▸ Exercise requirements: Write out again, exactly, the lines below starting at the one with "Tag each instance of the metal" and ending at the one with "Tag each instance of the deer's snout".

▸ Input records:
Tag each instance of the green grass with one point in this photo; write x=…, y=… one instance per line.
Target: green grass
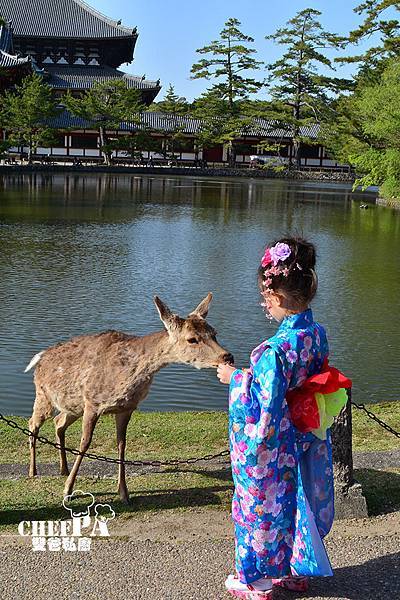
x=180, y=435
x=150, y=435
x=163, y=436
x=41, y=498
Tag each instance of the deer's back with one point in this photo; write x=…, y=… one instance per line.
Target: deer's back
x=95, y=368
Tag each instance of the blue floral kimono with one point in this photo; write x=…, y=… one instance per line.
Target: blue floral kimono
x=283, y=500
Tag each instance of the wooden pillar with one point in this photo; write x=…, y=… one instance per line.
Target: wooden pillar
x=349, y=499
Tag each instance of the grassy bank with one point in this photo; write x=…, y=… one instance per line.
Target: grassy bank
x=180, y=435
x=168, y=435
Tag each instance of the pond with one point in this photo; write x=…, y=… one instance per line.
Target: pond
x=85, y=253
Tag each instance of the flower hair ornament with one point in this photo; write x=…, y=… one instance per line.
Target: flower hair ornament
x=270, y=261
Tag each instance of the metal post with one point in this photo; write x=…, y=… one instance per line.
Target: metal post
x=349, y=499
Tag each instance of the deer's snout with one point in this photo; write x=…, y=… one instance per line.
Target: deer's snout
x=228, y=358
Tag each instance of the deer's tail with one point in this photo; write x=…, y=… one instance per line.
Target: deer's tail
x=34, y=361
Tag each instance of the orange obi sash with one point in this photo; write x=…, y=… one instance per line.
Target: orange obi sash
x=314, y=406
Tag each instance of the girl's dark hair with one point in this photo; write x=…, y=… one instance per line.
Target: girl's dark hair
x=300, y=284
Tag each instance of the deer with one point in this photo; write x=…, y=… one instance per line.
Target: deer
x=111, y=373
* * *
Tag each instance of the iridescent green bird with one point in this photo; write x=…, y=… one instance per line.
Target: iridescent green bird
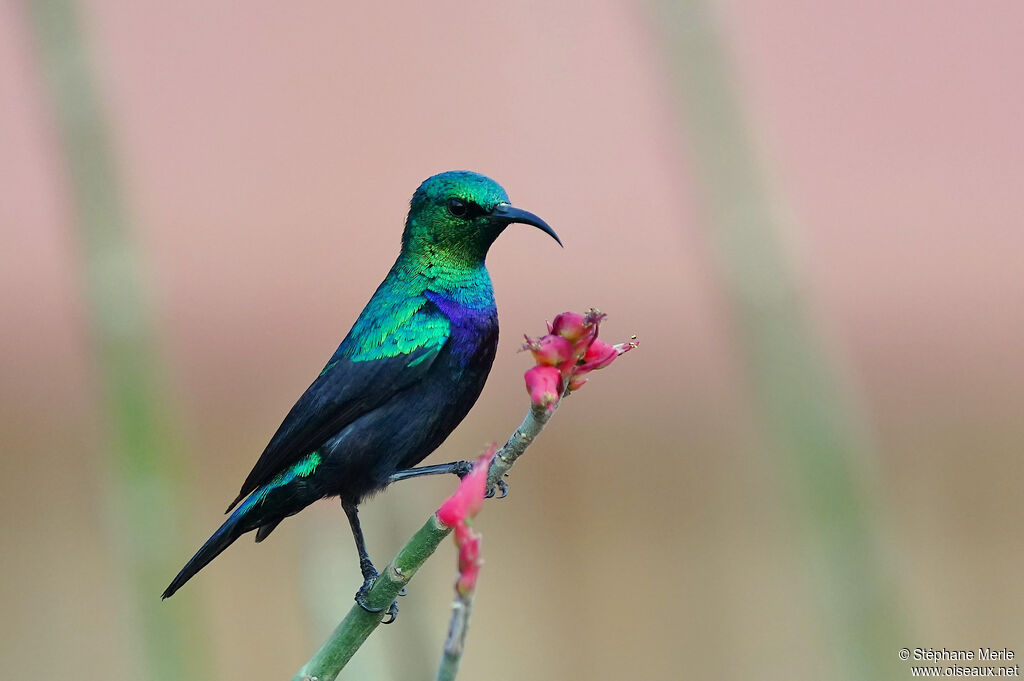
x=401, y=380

▸ Your solution:
Tag each instance of the metal post with one point in this photo; write x=…, y=… one instance per line.
Target: metal post
x=349, y=499
Tag each instance of the deer's snout with one point in this photo; write x=…, y=… one instance per line.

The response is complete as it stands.